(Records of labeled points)
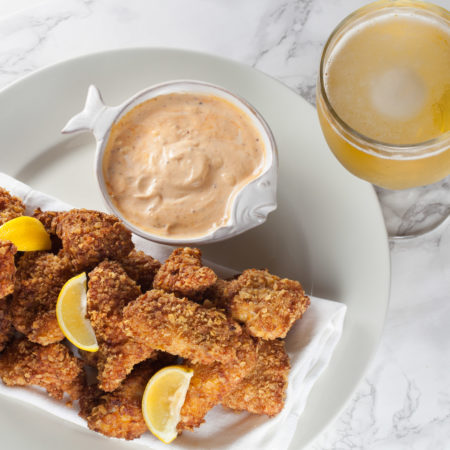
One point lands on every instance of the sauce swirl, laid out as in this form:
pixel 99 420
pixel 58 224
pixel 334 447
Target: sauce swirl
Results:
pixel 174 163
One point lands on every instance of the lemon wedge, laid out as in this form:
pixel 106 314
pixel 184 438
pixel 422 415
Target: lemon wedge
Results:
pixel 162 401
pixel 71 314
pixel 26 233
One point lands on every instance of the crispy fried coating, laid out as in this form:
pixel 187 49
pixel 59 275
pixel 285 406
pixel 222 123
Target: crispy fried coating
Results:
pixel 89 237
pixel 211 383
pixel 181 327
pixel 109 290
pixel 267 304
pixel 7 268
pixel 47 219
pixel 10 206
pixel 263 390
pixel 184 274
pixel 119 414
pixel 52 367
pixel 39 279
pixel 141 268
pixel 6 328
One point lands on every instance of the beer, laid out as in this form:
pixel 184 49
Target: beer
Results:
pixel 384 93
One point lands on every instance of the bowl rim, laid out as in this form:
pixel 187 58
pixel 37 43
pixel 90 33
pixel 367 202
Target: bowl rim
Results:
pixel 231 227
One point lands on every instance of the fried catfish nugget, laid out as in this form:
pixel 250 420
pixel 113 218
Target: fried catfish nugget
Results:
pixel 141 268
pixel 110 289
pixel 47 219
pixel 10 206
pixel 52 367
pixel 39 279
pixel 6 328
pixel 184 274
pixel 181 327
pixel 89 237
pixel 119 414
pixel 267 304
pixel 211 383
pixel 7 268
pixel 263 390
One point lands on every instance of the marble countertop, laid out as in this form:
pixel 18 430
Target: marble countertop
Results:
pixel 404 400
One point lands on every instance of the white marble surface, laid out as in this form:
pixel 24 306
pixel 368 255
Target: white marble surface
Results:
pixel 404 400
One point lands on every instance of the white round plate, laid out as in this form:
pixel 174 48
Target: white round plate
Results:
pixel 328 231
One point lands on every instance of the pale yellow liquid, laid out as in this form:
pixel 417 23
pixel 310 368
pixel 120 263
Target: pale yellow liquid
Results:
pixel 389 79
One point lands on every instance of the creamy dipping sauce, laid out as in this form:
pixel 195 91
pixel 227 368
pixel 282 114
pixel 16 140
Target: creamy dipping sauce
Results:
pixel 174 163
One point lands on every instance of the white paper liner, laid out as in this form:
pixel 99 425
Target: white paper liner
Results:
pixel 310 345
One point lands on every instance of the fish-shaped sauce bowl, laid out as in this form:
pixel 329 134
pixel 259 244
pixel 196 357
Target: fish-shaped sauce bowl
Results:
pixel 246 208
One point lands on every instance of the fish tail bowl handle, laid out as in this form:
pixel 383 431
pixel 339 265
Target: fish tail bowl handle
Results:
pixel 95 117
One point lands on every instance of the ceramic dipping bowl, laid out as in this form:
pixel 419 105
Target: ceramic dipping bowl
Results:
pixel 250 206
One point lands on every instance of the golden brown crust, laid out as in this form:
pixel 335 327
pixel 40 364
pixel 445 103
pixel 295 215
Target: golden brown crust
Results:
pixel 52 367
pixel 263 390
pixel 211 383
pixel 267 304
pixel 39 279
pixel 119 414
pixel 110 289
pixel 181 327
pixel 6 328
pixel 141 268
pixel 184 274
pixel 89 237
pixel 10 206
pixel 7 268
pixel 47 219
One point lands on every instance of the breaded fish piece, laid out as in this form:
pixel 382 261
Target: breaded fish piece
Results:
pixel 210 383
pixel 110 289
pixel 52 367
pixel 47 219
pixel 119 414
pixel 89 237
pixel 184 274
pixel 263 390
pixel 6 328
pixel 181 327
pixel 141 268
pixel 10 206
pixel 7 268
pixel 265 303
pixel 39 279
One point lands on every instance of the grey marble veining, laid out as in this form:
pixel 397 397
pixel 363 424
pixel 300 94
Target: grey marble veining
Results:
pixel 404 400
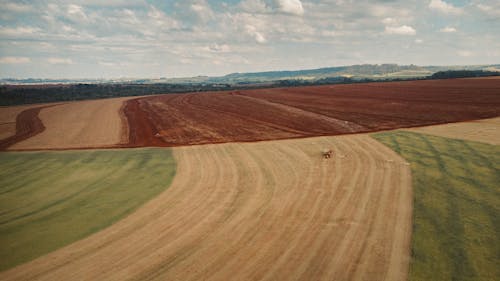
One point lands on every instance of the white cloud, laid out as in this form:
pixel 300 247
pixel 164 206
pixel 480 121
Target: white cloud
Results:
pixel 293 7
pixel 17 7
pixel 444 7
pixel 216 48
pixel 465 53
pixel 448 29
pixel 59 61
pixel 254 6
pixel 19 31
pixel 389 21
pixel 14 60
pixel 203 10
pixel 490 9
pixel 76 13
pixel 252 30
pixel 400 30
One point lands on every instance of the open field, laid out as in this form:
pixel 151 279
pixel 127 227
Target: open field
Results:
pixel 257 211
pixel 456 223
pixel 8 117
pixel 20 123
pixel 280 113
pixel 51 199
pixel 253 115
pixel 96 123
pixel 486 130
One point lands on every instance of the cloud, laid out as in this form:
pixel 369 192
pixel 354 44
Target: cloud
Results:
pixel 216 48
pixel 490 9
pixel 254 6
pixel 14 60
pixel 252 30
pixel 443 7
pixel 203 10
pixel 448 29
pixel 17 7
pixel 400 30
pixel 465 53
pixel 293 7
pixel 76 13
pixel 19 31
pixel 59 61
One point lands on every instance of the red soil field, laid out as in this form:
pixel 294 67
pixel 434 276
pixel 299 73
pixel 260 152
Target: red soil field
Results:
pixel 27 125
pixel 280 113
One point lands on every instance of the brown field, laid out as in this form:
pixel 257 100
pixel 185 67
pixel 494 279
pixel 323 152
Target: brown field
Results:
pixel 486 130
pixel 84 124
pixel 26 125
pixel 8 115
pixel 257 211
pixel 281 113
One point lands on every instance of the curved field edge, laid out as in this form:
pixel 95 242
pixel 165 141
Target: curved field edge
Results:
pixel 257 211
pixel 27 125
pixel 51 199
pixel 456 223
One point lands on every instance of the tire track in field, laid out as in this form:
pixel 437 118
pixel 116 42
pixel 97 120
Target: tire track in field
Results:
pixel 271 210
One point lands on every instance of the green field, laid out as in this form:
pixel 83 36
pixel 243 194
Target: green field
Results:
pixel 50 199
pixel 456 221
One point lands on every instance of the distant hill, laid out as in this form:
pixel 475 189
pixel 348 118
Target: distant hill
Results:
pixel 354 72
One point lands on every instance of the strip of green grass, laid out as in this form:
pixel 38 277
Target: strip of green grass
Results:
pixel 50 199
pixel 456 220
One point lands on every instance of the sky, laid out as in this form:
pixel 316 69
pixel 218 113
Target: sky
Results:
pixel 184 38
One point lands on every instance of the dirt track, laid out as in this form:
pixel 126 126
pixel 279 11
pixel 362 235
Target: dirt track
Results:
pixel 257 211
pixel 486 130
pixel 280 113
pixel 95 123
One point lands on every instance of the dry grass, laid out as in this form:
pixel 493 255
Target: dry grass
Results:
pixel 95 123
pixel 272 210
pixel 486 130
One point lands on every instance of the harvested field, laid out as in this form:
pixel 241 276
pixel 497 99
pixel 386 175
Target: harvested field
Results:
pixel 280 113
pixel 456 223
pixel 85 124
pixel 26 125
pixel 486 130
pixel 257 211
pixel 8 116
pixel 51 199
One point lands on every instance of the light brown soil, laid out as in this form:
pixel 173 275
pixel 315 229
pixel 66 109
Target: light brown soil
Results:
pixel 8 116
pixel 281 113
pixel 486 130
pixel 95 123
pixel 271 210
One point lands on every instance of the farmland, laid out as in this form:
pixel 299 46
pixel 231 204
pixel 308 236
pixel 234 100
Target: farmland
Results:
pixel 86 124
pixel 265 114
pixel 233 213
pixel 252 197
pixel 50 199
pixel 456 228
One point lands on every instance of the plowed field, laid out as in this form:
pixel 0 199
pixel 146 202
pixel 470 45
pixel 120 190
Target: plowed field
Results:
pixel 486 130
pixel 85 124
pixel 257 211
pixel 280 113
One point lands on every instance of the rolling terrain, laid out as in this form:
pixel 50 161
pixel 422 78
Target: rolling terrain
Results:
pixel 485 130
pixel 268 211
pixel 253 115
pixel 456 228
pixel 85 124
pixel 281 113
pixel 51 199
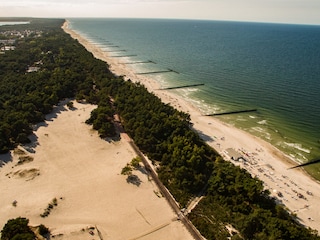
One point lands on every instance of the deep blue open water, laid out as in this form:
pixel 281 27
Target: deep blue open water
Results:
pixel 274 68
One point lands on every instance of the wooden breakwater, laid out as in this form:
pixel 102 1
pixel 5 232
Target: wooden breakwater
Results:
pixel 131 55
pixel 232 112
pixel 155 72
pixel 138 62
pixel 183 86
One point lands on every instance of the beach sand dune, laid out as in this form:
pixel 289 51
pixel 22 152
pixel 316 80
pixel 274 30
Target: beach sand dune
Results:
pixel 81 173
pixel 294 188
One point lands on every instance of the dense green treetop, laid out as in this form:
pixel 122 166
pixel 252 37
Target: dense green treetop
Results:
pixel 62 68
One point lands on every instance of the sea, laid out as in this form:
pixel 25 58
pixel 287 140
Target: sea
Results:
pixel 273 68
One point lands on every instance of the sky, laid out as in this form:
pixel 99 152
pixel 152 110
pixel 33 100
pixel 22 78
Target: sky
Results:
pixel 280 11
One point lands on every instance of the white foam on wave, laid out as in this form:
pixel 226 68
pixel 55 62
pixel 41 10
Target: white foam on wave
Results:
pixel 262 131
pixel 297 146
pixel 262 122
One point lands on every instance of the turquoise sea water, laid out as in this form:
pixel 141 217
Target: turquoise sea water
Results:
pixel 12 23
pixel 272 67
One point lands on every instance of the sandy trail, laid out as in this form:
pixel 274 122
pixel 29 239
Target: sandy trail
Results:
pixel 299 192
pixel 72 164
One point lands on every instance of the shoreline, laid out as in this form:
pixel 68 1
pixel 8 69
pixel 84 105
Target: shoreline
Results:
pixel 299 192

(What to do) Can you output the lines of the data as a JSON list of strings, one string per line with blank lines omitted, starting at the line that contains "One point lands on every instance of the dense" and ending at the final line of the data?

(Worked answer)
[
  "One point lands on every instance of the dense green treetop, laid out as in this form:",
  "pixel 122 166",
  "pixel 252 37",
  "Target: dense green treetop",
  "Results:",
  "pixel 62 68",
  "One point lands on every instance of the sea, laid out as in this form:",
  "pixel 25 58",
  "pixel 287 140",
  "Target: sea",
  "Results:",
  "pixel 273 68",
  "One point lands on every instance of the sky, laid out as in this form:",
  "pixel 99 152",
  "pixel 152 110",
  "pixel 33 100",
  "pixel 22 78",
  "Target: sky",
  "Results:",
  "pixel 280 11",
  "One point lands on every instance of the white foam on wave, laid out as in this form:",
  "pixel 226 68",
  "pixel 55 62",
  "pixel 41 10",
  "Target: white foam on wave",
  "Results:",
  "pixel 262 131",
  "pixel 297 146",
  "pixel 262 122",
  "One point lands on every instance of the turquoise sea water, laid out as in this form:",
  "pixel 141 217",
  "Target: turquoise sea water",
  "Results:",
  "pixel 12 23",
  "pixel 272 67",
  "One point lands on every instance of the sandy trail, laid out as in this form:",
  "pixel 274 122",
  "pixel 29 239",
  "Target: sandy trail",
  "Results:",
  "pixel 299 192",
  "pixel 72 164",
  "One point lands on every instance of the shoreline, laid out as in this form:",
  "pixel 68 1",
  "pixel 8 69",
  "pixel 84 105",
  "Target: shoreline",
  "Results:",
  "pixel 299 192"
]